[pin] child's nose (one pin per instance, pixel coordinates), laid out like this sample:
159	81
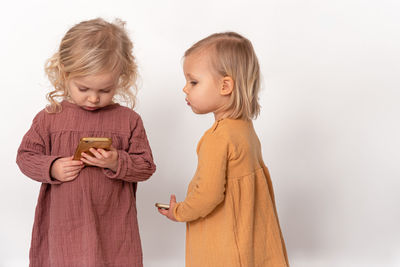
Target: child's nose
93	99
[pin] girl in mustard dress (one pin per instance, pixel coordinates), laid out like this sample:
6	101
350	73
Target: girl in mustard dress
230	208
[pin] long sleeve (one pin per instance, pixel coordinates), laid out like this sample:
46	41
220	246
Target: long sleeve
33	157
208	186
136	164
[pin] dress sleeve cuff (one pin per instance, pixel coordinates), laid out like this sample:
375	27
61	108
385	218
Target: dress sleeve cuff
175	212
47	170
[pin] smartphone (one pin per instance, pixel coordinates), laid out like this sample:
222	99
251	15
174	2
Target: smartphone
162	206
86	143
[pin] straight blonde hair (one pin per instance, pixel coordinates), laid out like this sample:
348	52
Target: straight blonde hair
89	48
233	55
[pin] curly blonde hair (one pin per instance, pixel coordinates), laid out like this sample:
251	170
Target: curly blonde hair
89	48
233	55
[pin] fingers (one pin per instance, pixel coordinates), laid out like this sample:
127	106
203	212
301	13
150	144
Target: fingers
163	211
96	153
74	171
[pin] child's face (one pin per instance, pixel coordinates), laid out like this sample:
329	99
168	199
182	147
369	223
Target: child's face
202	86
93	91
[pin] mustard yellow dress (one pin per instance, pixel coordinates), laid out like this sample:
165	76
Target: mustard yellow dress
230	208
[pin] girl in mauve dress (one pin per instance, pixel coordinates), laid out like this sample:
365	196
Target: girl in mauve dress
229	208
86	210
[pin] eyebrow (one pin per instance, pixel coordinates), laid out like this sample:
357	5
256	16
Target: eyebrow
191	76
82	85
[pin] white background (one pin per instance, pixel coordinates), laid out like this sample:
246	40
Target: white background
329	125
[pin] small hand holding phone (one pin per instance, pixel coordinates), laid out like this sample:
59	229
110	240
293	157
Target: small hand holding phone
162	206
86	143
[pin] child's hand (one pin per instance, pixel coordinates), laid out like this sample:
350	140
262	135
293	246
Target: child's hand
66	169
169	212
102	158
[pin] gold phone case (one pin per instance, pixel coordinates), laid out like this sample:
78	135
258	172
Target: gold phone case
162	206
86	143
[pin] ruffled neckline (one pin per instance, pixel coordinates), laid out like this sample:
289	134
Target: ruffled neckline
66	103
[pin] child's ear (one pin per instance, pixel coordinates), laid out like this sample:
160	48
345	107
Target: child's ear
227	86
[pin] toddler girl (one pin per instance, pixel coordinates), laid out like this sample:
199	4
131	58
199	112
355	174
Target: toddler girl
86	215
229	208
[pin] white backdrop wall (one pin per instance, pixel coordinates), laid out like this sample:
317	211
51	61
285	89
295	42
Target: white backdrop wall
329	125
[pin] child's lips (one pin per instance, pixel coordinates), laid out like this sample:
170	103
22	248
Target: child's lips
91	108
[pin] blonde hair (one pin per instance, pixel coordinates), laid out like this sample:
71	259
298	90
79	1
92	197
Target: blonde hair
233	55
89	48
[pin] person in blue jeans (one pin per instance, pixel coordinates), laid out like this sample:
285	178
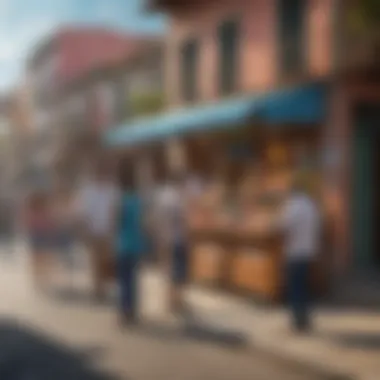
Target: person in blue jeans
301	224
130	245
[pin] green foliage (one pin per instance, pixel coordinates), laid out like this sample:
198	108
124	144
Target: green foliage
147	103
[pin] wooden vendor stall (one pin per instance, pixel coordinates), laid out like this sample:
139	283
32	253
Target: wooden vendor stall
235	240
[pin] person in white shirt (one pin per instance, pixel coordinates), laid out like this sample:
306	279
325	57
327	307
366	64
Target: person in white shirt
◇ ◇ ◇ ◇ ◇ ◇ ◇
Work to complete »
The lines holding the word "shirt" are the answer. Find them in the entries and copy them.

Solution to this problem »
[pin] person in white shirt (one pin per instance, pixel coordinates), laid out like this sample:
Target: person in white shirt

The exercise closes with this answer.